------ Quoted passage
Horsemeat scandal: Nestle withdraws beef meals in Italy, Spain
Geneva: A week after claiming that its food products didn’t contain horsemeat, the Swiss-based firm Nestle has become the latest victim of the widening horsemeat scandal after it detected horse DNA in beef pasta meals.
World’s largest food producing company, Nestle ordered removal of two chilled pasta products off the shelves in Italy and Spain, reported the BBC.
The products that have been withdrawn in Italy and Spain are Buitoni Beef Ravioli and Beef Tortellini, the report added.
The company also discontinued the deliveries of meat from a German supplier.
Nestle said that the amount of horse DNA found in the beef meals was very low but above 1 %.
Horsemeat was detected after DNA tests were conducted on the products.
Earlier, the EU had ordered all the member countries to conduct DNA tests on processed beef.
Millions of burgers and frozen meals have been recalled around Europe and many accusations have been made, but so far it's not clear how horsemeat got introduced into so many beef products.
The scandal came to the light for the first time in Ireland, which reported upto 100 pc horsemeat in products labelled as beef.
------------
------ Data section
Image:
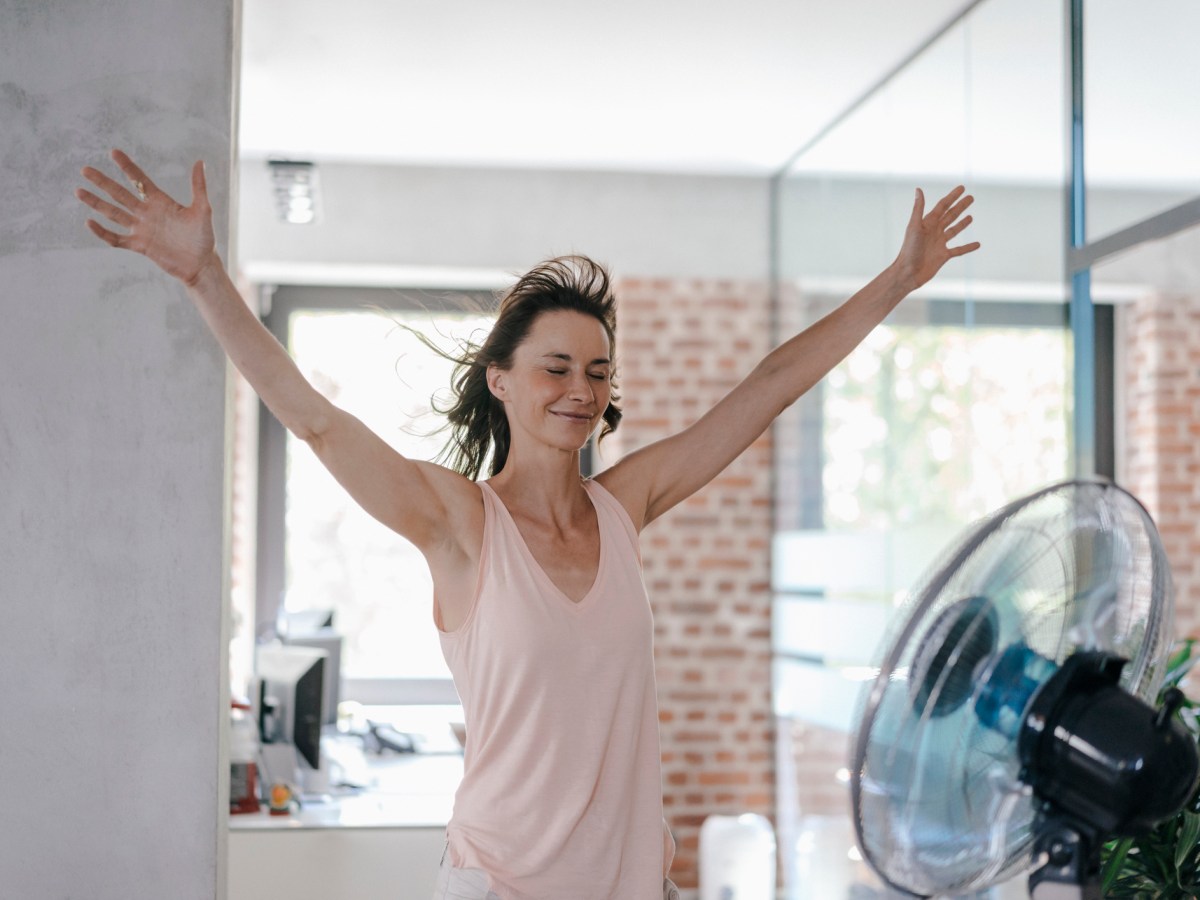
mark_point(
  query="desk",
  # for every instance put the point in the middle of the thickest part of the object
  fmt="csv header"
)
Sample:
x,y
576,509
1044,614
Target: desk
x,y
382,844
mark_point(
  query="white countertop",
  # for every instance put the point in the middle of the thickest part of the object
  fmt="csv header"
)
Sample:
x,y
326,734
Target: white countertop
x,y
406,791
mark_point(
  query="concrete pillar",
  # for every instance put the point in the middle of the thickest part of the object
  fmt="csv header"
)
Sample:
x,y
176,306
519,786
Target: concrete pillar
x,y
112,462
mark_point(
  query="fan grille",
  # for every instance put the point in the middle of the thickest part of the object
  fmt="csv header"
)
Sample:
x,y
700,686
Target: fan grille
x,y
939,804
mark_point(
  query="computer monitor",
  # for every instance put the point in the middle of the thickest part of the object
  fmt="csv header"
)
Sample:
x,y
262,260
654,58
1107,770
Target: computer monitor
x,y
328,640
292,682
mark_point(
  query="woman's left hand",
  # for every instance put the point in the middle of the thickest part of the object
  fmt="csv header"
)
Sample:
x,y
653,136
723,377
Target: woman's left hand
x,y
928,237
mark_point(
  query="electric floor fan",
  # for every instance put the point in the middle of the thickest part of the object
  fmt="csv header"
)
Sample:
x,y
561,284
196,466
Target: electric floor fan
x,y
1011,726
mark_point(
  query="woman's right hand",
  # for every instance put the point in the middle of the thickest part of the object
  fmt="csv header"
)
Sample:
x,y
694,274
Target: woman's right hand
x,y
179,239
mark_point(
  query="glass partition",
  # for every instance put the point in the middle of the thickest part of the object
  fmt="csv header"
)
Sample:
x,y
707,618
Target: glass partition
x,y
1140,105
958,403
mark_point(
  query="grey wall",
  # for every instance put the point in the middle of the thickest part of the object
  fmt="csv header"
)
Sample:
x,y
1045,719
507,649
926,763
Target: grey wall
x,y
112,451
643,225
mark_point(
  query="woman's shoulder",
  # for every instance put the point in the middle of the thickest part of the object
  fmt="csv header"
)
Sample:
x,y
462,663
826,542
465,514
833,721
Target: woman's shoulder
x,y
627,493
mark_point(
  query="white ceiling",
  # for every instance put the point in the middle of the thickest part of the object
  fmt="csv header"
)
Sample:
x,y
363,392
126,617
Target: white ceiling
x,y
684,85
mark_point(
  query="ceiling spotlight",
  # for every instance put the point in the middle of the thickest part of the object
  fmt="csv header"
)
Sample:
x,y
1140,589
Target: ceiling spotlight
x,y
295,186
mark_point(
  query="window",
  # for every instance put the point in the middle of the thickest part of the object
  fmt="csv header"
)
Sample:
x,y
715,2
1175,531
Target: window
------------
• **Exercise prompt**:
Carry on the news report about the horsemeat scandal, starting right after its last sentence.

• **Task response**:
French authorities have already pointed to an elaborate supply chain that involved Romanian butchers and Dutch and Cypriot traders that resulted in horsemeat disguised as beef being sold in meals like lasagna and moussaka to consumers around the continent.
Britain's Food Standards Agency said it suspended production at the Peter Boddy slaughterhouse in northern England's Yorkshire and a company it allegedly supplied horse carcasses to, Farmbox Meats, in west Wales. The agency said it was investigating how "meat products, purporting to be beef for kebabs and burgers, were sold when they were in fact horse."
Horsemeat is largely taboo in Britain and Ireland, though in France it is sold in specialty butcher shops. While no health effects have been reported, the scandal has unsettled consumers and made clear that unscrupulous dealers in the complicated network of meat wholesalers are benefiting from selling much cheaper horsemeat as beef.